§ Your objective:
How many lines of the data below contain the word "target"? Reply with the number alone.

§ Data to use:

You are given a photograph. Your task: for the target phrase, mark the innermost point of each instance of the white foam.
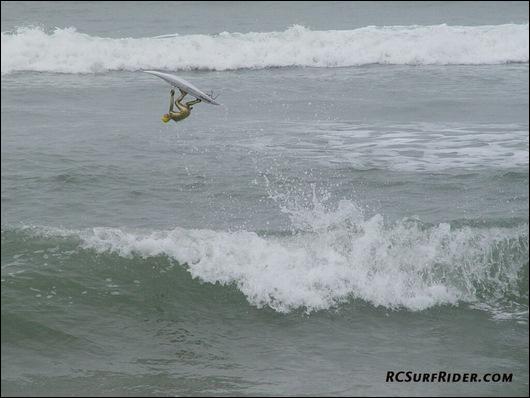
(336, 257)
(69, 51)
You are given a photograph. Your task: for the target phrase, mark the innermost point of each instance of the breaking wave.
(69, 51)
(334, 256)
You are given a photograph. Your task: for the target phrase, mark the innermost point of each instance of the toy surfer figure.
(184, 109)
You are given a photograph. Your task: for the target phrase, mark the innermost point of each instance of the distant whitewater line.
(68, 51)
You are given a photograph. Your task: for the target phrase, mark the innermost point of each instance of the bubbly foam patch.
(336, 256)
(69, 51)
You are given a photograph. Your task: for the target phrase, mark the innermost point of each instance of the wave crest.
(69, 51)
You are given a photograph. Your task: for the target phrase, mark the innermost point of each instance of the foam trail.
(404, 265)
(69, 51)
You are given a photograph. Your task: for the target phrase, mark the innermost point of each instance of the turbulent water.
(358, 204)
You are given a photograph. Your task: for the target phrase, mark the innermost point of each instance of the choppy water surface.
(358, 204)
...
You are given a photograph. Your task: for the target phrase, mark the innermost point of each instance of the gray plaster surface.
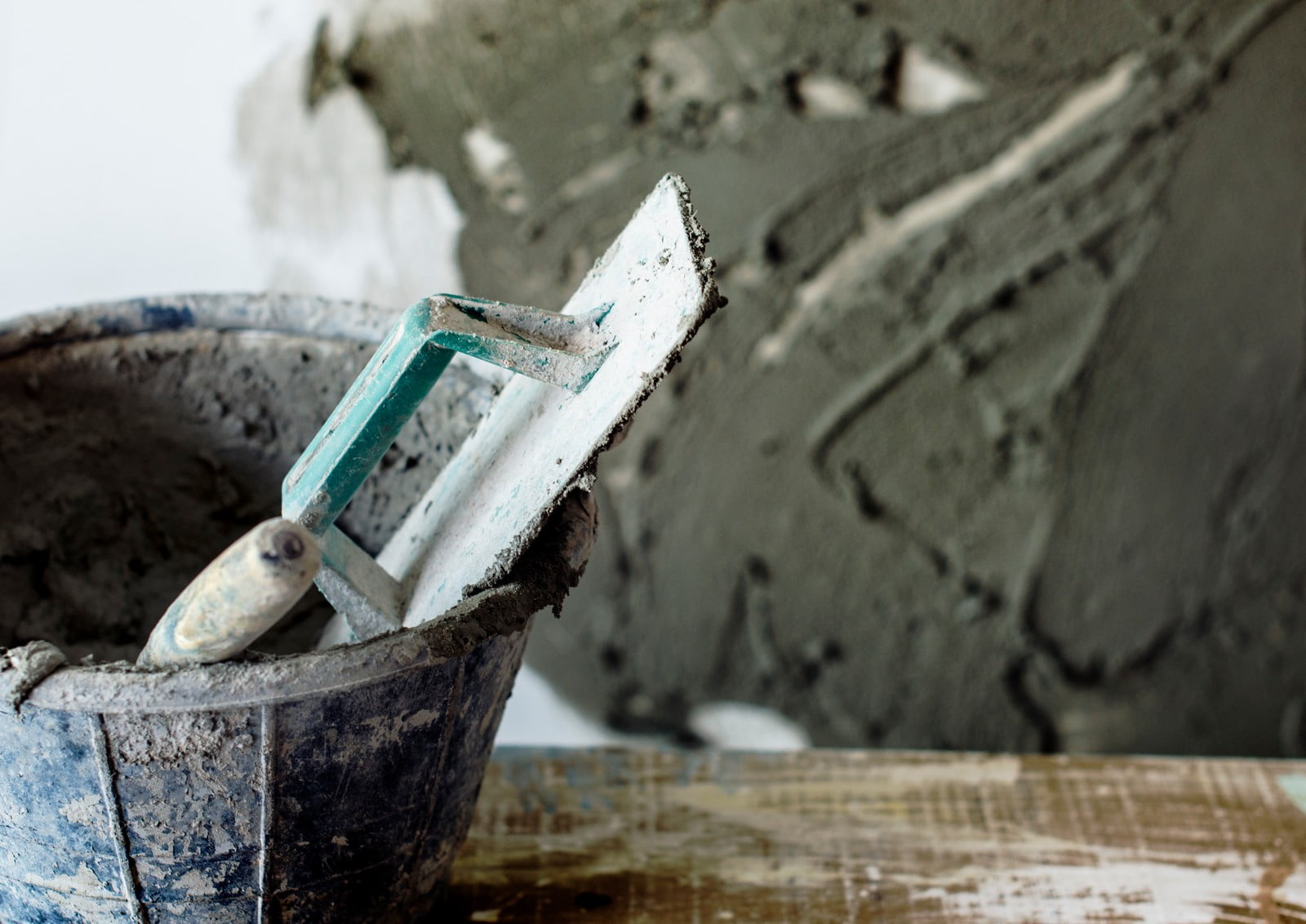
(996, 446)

§ Complete response:
10